= Beginning of Section =

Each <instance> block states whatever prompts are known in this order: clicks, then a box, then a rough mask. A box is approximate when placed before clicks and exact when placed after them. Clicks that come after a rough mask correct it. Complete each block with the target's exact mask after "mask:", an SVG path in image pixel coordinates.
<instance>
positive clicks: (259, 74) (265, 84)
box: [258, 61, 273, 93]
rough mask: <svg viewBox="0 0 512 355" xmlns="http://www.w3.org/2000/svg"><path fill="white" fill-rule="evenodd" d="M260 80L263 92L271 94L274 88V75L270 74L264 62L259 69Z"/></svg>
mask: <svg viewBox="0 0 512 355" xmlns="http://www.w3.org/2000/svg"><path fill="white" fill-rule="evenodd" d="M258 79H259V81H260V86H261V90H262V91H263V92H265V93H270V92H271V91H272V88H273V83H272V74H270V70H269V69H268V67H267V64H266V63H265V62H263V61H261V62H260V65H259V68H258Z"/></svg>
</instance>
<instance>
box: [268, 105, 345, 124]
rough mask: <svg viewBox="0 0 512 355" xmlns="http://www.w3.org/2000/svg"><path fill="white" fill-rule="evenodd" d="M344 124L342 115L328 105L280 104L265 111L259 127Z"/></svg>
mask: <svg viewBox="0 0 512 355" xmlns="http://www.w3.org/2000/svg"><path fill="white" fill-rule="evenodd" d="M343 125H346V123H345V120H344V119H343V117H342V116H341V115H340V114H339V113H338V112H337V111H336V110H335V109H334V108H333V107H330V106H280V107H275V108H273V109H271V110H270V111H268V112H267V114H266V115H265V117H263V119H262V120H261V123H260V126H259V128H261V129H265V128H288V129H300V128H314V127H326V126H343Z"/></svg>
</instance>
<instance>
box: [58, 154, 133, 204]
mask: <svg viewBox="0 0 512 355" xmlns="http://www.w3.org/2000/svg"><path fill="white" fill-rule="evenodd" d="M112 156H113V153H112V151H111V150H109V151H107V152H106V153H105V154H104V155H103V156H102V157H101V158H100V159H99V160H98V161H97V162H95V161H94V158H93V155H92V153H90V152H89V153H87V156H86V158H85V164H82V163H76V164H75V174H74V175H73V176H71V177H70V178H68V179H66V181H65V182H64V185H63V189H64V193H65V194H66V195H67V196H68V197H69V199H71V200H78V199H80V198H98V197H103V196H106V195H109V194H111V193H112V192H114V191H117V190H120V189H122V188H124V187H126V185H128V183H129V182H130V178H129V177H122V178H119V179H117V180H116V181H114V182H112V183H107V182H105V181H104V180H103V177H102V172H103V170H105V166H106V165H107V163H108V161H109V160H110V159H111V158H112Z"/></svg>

= End of Section =

Work order
Give the rows above as a JSON list of strings, one string per line, starting with the line that contains "80L263 92L271 94L274" and going on through the end of the rows. Leave out any blank lines.

Response to this exercise
[
  "rough mask: <svg viewBox=\"0 0 512 355\" xmlns=\"http://www.w3.org/2000/svg\"><path fill=\"white\" fill-rule=\"evenodd\" d=\"M260 80L263 92L271 94L274 88V75L270 74L264 62L259 69Z\"/></svg>",
  "mask: <svg viewBox=\"0 0 512 355\" xmlns=\"http://www.w3.org/2000/svg\"><path fill=\"white\" fill-rule=\"evenodd\" d=\"M258 79H259V81H260V86H261V90H262V91H263V92H265V93H270V92H271V91H272V88H273V83H272V74H270V70H269V69H268V67H267V64H266V63H265V62H263V61H261V62H260V65H259V68H258Z\"/></svg>",
  "</instance>",
  "<instance>",
  "box: [268, 105, 345, 124]",
  "rough mask: <svg viewBox=\"0 0 512 355\" xmlns=\"http://www.w3.org/2000/svg\"><path fill=\"white\" fill-rule=\"evenodd\" d=\"M344 124L342 115L328 105L280 104L265 111L259 127Z\"/></svg>",
  "mask: <svg viewBox=\"0 0 512 355\" xmlns=\"http://www.w3.org/2000/svg\"><path fill=\"white\" fill-rule=\"evenodd\" d=\"M343 125H346V123H345V120H344V119H343V117H342V116H341V115H340V114H339V113H338V112H337V111H336V110H335V109H334V108H333V107H330V106H280V107H275V108H273V109H271V110H270V111H268V112H267V114H266V115H265V117H263V119H262V120H261V123H260V126H259V128H261V129H265V128H288V129H300V128H314V127H326V126H343Z\"/></svg>",
  "</instance>",
  "<instance>",
  "box: [58, 154, 133, 204]",
  "mask: <svg viewBox=\"0 0 512 355\" xmlns=\"http://www.w3.org/2000/svg\"><path fill=\"white\" fill-rule=\"evenodd\" d=\"M112 156H113V153H112V151H111V150H109V151H107V152H106V153H105V154H104V155H103V156H102V157H101V158H100V159H99V160H98V161H97V162H95V161H94V158H93V155H92V153H90V152H89V153H87V156H86V158H85V164H82V163H76V164H75V174H74V175H73V176H71V177H70V178H68V179H66V181H65V182H64V185H63V189H64V193H65V194H66V195H67V196H68V197H69V199H71V200H78V199H80V198H98V197H103V196H106V195H109V194H111V193H112V192H114V191H117V190H120V189H122V188H124V187H126V185H128V183H129V182H130V178H129V177H122V178H119V179H117V180H116V181H114V182H112V183H107V182H105V181H104V180H103V177H102V172H103V170H105V166H106V165H107V163H108V161H109V160H110V159H111V158H112Z\"/></svg>"
]